• Stated task: Count the lines of the material that contain the string "hull", and give only that number.

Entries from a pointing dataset
----------------
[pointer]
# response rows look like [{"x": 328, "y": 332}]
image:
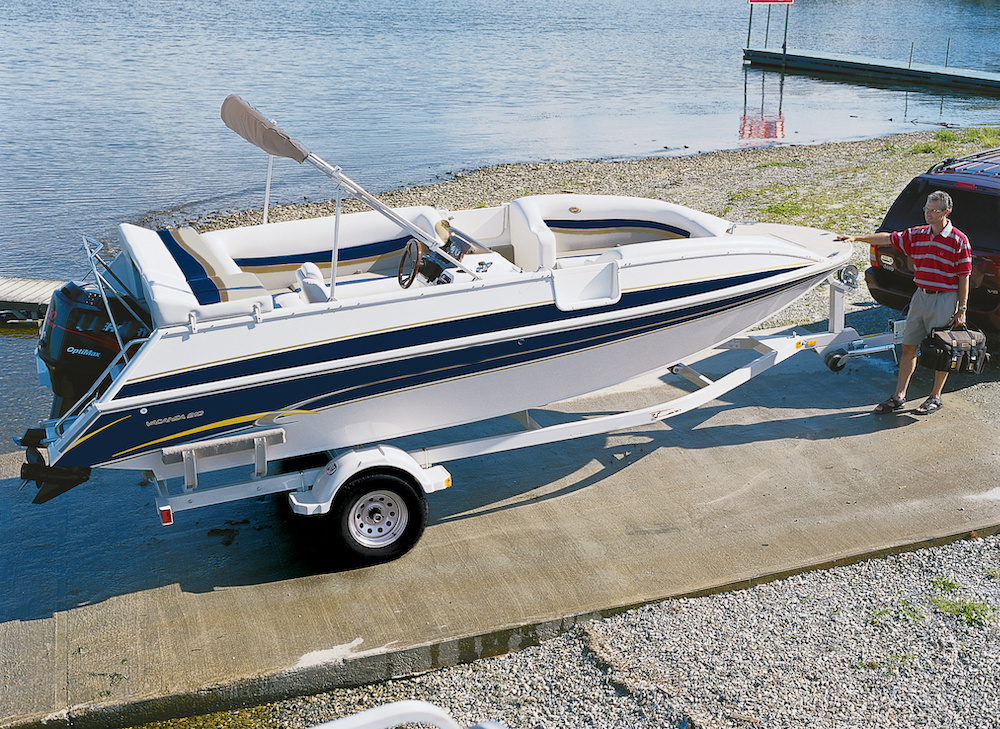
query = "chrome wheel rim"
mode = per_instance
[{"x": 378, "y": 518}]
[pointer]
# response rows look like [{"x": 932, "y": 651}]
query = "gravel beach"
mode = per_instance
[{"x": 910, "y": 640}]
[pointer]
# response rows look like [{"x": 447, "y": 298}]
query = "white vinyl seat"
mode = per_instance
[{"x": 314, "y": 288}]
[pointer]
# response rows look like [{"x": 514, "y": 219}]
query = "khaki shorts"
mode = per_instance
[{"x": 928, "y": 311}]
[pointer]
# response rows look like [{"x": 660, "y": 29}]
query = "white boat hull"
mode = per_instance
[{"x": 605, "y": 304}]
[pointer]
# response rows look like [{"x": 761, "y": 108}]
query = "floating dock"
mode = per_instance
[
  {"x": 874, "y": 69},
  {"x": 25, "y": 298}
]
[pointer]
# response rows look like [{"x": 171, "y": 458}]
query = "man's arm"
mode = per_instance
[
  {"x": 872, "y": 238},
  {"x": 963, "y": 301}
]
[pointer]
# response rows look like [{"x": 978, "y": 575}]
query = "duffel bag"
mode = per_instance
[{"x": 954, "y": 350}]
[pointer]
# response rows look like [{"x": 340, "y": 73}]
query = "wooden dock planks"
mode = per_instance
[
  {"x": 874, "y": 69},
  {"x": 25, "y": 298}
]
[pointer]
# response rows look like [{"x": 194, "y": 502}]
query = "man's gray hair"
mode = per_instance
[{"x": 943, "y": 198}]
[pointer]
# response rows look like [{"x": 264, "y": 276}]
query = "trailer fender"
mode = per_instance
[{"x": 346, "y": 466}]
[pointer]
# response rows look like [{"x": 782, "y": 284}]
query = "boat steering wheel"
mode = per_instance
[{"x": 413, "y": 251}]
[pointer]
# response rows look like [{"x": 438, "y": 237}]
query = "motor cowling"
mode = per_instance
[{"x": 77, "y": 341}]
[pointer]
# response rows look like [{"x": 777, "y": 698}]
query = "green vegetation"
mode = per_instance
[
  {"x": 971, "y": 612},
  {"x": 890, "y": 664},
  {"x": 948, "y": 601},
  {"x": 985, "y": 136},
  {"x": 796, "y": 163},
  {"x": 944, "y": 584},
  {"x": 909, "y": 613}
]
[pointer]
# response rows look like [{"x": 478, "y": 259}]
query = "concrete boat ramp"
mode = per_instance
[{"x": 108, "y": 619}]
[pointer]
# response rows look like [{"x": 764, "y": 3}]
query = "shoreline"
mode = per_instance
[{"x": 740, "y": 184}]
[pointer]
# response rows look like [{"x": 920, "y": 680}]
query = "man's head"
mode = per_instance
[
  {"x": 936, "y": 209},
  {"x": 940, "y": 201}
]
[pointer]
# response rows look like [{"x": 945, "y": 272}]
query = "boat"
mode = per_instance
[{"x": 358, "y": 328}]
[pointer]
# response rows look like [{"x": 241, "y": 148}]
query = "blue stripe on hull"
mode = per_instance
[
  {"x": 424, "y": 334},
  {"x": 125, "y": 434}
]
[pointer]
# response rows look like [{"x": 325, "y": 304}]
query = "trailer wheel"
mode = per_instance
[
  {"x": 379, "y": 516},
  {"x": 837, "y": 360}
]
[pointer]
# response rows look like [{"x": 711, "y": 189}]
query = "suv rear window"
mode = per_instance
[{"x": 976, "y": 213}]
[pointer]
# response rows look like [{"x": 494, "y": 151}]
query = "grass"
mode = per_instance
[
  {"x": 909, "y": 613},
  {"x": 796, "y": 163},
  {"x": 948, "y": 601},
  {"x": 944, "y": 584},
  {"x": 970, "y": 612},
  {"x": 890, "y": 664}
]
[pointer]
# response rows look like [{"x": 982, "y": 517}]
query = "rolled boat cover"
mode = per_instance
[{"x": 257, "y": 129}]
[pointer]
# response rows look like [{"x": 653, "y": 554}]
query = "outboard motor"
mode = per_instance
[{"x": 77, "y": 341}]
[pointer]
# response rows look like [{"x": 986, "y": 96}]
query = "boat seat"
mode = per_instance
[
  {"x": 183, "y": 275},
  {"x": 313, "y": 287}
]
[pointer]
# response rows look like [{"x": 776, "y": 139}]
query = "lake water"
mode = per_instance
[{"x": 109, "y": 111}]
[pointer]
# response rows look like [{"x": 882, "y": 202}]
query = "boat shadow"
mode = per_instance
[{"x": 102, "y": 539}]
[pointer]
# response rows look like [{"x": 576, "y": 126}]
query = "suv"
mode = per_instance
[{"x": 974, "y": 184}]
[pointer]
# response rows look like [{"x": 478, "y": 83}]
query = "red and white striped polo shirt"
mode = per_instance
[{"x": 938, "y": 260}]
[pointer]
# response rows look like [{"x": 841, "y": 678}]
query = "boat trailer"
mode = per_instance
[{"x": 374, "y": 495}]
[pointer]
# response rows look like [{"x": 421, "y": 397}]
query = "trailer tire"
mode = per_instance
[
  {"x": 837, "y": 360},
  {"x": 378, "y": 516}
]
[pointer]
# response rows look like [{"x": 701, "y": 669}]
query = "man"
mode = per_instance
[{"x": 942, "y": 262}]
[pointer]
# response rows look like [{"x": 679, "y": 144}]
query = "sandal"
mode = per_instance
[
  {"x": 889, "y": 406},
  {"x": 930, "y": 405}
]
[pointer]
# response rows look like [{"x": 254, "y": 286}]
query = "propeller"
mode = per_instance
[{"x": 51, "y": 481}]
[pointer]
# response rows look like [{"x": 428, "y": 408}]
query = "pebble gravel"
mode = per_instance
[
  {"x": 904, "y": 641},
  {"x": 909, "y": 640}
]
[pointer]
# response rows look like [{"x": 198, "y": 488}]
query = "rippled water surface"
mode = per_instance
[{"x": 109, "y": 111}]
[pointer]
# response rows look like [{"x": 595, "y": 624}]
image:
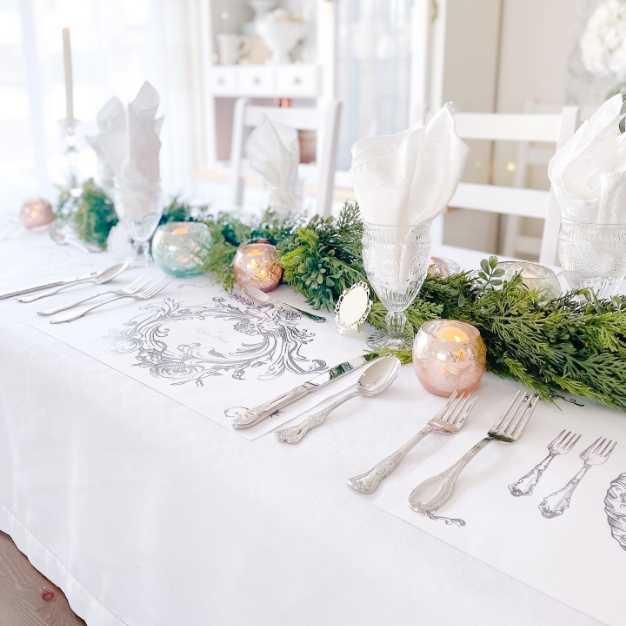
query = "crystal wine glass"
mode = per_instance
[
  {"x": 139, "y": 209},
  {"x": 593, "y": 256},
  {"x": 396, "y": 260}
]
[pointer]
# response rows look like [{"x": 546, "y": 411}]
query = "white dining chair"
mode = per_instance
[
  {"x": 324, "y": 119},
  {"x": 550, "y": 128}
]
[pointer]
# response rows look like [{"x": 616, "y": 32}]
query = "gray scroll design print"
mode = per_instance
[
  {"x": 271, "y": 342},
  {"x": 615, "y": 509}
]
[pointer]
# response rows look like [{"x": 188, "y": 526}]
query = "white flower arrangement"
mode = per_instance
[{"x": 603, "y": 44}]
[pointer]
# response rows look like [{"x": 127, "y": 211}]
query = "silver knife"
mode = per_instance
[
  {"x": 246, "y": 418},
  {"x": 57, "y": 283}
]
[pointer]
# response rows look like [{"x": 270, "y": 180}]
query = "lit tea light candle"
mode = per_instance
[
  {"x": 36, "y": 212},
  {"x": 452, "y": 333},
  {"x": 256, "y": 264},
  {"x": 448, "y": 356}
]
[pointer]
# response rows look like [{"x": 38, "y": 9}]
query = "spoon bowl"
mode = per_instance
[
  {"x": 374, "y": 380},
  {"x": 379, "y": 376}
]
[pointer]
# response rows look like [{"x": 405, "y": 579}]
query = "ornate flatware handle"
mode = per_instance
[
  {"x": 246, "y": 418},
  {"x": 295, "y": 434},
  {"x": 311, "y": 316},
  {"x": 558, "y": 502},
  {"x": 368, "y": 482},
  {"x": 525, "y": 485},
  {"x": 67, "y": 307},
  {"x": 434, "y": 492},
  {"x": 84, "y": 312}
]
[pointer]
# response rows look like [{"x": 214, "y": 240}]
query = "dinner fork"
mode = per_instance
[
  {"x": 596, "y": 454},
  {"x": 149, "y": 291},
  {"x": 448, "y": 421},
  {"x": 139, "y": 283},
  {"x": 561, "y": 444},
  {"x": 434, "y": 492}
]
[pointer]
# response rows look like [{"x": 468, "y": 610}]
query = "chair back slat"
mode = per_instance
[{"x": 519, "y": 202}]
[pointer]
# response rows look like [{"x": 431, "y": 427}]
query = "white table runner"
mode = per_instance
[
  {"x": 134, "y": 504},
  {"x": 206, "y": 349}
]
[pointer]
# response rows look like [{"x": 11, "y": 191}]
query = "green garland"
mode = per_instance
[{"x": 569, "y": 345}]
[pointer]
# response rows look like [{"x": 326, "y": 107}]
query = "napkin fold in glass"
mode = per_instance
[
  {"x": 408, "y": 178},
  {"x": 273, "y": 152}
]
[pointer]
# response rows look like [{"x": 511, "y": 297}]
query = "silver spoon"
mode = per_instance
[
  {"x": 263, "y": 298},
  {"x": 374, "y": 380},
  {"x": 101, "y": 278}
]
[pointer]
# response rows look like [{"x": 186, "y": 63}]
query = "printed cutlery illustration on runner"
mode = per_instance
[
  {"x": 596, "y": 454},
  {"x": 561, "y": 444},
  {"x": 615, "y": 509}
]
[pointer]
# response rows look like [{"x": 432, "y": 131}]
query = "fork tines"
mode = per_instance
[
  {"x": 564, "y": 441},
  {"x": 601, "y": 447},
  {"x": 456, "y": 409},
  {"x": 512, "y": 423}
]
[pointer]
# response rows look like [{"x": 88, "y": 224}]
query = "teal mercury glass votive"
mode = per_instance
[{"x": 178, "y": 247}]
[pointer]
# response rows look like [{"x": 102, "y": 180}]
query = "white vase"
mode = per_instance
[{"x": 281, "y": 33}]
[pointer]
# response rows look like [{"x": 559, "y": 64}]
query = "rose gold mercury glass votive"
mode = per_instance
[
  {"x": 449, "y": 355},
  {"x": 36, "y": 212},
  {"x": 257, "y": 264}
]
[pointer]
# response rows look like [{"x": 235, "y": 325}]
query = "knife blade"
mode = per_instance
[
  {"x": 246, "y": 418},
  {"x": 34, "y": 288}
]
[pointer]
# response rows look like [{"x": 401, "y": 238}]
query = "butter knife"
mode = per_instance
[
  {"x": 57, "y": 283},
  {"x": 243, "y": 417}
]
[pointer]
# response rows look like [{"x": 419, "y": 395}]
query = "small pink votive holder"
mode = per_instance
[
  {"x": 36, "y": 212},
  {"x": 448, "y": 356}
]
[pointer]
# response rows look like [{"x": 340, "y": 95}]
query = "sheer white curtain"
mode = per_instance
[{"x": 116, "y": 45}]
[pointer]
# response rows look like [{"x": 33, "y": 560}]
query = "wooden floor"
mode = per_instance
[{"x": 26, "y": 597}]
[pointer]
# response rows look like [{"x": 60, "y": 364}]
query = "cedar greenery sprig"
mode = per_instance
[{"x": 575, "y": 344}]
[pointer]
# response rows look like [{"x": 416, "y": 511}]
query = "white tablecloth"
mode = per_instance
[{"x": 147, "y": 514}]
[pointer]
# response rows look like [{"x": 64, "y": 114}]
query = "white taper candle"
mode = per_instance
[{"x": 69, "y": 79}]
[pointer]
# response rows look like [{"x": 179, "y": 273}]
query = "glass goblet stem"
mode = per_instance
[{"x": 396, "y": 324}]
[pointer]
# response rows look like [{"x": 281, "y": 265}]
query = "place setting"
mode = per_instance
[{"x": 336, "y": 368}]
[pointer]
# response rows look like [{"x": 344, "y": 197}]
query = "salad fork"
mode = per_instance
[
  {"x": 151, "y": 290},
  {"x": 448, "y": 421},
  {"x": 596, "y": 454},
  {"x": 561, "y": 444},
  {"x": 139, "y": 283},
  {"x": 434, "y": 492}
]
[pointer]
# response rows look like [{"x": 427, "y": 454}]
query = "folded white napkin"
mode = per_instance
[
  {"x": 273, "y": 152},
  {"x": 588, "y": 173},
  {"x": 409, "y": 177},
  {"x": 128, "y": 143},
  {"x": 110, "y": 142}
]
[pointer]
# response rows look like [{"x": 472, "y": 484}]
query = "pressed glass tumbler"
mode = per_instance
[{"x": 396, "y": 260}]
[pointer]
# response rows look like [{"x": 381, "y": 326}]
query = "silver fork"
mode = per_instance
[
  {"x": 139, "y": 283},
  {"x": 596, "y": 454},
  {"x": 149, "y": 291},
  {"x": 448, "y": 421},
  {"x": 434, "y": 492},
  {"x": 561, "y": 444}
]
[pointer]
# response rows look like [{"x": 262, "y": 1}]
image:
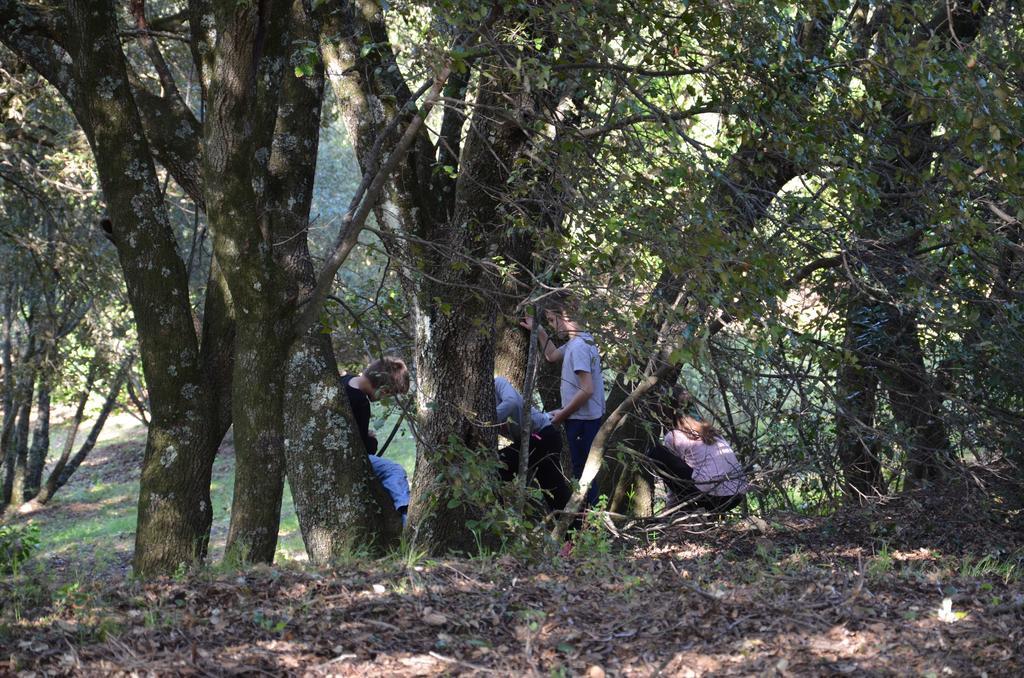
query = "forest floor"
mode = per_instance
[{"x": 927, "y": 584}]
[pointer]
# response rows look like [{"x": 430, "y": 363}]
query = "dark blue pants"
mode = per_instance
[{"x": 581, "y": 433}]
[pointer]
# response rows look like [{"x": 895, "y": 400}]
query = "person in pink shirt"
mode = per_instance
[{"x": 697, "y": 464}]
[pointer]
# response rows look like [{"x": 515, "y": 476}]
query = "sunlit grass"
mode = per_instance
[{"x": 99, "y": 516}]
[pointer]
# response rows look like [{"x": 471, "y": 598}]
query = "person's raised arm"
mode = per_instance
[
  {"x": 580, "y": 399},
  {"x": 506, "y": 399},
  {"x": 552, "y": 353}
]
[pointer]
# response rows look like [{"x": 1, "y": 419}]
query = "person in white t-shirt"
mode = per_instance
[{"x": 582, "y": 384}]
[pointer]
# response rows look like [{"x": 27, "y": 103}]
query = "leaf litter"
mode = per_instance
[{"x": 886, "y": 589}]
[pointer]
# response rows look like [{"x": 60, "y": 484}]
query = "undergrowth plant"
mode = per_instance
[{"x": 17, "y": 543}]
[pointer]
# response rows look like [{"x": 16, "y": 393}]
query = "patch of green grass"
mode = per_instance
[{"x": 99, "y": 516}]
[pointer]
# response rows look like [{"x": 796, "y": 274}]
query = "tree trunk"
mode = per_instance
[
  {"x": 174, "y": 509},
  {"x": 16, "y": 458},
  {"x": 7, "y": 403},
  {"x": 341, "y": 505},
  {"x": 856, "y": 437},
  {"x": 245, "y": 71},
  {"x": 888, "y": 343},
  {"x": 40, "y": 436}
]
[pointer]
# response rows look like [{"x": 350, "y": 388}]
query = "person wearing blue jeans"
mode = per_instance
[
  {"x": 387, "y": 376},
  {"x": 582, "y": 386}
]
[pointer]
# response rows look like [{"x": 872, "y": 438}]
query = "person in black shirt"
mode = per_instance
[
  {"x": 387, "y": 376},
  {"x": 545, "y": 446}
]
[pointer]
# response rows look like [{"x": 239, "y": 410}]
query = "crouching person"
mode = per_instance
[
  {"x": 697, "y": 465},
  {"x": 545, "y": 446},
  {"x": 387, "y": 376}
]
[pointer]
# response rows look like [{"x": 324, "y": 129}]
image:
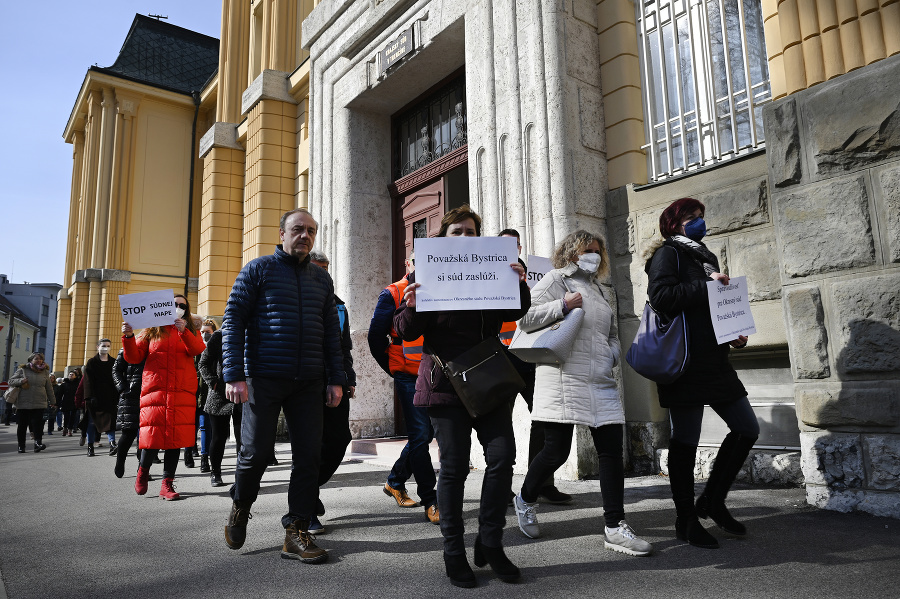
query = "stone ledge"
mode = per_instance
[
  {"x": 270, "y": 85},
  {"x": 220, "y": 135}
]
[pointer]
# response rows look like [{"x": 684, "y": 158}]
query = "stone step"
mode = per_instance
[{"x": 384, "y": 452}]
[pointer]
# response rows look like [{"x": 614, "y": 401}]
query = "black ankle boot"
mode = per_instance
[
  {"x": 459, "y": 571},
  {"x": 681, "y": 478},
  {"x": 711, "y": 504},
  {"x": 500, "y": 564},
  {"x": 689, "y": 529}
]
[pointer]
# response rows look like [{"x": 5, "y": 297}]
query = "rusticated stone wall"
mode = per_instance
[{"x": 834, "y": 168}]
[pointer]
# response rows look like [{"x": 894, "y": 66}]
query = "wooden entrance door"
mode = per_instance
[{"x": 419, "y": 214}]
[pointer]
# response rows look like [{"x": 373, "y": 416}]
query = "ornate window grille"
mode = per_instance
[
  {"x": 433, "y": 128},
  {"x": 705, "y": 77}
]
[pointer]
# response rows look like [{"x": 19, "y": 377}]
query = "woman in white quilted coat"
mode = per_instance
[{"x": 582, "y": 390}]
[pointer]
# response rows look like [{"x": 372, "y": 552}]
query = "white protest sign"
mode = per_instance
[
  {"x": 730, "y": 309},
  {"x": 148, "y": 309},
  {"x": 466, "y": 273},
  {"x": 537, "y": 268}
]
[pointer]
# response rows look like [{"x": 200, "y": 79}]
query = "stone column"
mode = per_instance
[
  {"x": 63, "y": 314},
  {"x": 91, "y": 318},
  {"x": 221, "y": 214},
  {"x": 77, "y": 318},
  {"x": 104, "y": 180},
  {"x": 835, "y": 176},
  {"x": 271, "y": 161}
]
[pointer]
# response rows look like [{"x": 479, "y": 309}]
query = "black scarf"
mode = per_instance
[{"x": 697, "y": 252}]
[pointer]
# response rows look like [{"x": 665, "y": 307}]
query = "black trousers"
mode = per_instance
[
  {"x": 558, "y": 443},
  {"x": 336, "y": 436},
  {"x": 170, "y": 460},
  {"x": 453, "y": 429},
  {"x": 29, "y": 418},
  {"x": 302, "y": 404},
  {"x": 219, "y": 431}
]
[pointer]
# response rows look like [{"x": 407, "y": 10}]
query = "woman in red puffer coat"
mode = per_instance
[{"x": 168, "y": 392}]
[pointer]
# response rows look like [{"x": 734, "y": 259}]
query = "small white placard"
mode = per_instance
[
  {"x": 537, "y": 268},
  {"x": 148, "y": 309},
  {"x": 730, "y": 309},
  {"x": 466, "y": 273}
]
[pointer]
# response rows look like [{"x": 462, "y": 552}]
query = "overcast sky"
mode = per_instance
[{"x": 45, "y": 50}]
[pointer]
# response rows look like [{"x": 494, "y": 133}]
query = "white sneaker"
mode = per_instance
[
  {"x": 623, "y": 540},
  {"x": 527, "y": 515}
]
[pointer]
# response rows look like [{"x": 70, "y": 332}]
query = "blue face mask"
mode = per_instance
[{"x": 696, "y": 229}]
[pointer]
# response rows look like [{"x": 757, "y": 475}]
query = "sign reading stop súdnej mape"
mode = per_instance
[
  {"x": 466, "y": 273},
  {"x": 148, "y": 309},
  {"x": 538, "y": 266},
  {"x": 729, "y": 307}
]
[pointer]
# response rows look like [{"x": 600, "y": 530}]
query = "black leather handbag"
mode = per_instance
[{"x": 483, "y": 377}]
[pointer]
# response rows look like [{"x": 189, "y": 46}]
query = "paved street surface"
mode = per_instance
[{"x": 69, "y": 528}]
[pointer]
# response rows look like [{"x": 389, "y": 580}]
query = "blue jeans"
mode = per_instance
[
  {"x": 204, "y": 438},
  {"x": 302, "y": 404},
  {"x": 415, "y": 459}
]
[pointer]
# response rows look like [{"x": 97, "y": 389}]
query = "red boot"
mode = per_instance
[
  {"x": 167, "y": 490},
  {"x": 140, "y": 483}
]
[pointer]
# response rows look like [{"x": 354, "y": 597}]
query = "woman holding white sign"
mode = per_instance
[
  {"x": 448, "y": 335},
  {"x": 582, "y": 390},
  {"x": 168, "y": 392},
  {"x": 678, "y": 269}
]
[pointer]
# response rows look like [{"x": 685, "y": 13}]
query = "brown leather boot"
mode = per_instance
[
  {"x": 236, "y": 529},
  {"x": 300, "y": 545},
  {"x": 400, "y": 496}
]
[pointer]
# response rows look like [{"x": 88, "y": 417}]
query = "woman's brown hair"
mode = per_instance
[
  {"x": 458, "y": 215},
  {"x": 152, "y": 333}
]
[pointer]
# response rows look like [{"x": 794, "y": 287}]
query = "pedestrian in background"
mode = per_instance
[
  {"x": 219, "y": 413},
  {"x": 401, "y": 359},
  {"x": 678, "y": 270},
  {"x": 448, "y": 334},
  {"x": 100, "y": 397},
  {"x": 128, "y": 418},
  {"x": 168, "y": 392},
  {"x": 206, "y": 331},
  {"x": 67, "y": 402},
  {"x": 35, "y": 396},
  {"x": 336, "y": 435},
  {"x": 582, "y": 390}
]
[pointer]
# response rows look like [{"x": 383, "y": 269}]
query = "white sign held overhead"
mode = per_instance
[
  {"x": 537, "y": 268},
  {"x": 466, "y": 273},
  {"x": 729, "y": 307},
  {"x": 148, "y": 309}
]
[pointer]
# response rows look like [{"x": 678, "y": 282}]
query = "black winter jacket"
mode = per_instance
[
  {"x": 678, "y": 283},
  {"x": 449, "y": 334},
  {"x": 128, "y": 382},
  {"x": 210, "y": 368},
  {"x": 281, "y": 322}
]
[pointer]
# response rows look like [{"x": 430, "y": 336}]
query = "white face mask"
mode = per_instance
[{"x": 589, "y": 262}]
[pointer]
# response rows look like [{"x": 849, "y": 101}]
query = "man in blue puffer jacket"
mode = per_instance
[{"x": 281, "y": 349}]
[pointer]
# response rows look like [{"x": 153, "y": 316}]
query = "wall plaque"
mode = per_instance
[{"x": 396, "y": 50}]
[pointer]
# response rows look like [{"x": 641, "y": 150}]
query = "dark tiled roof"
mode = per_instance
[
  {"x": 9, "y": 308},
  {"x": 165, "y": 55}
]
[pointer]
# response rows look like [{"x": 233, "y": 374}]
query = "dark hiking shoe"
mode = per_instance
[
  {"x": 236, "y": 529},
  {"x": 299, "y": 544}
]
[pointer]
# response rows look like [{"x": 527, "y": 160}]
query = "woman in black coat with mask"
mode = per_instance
----------------
• Final answer: 2